■ What needs to be done:
Write out precisely the lines beginning with the line that contains "of the grass" and ending with the last line of the entries, and no other lines.

■ Entries supplied:
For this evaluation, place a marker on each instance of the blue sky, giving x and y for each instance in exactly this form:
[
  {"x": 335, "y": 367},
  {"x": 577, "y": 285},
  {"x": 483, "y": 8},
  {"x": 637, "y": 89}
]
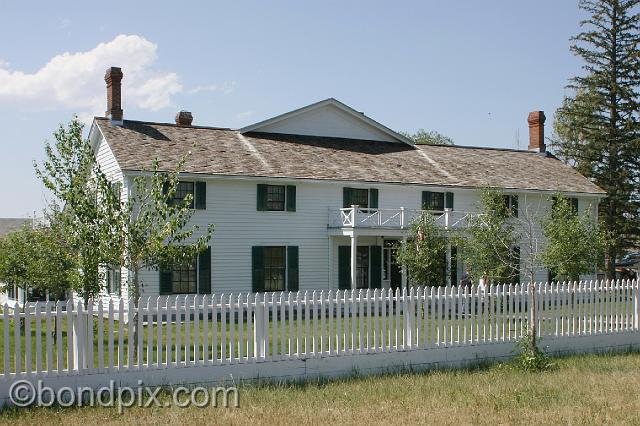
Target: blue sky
[{"x": 471, "y": 70}]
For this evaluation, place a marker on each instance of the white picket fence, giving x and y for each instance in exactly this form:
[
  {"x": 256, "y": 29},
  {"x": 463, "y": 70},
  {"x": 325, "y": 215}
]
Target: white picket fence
[{"x": 58, "y": 340}]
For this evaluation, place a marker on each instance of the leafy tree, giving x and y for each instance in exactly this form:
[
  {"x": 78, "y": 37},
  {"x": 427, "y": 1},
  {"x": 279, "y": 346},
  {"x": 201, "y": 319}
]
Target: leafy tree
[
  {"x": 87, "y": 205},
  {"x": 488, "y": 242},
  {"x": 597, "y": 128},
  {"x": 574, "y": 242},
  {"x": 423, "y": 254},
  {"x": 37, "y": 259},
  {"x": 428, "y": 137}
]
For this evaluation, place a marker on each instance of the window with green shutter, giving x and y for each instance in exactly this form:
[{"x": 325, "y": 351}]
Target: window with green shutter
[
  {"x": 357, "y": 197},
  {"x": 201, "y": 196},
  {"x": 275, "y": 268},
  {"x": 276, "y": 198}
]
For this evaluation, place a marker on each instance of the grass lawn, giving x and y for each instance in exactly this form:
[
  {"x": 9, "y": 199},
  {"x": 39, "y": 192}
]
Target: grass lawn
[{"x": 580, "y": 389}]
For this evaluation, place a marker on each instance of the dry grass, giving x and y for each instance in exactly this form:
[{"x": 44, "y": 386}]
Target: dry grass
[{"x": 582, "y": 389}]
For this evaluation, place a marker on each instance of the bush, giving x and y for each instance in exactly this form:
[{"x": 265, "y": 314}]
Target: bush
[{"x": 530, "y": 358}]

■ Result of the task:
For this evaluation, place a marker on each instance of the grass lawn, giving x and y for each instance in exactly this form:
[
  {"x": 9, "y": 199},
  {"x": 39, "y": 192}
]
Target: grass lawn
[{"x": 580, "y": 389}]
For this evaluation, place a marker on each instance of the dry grass, giving x and y for each instance in exactly this form:
[{"x": 44, "y": 386}]
Target: dry grass
[{"x": 582, "y": 389}]
For this evaluation, place a marker on each instance of the bush, giving x and y for each instance in exactly this form:
[{"x": 265, "y": 314}]
Target: bush
[{"x": 530, "y": 358}]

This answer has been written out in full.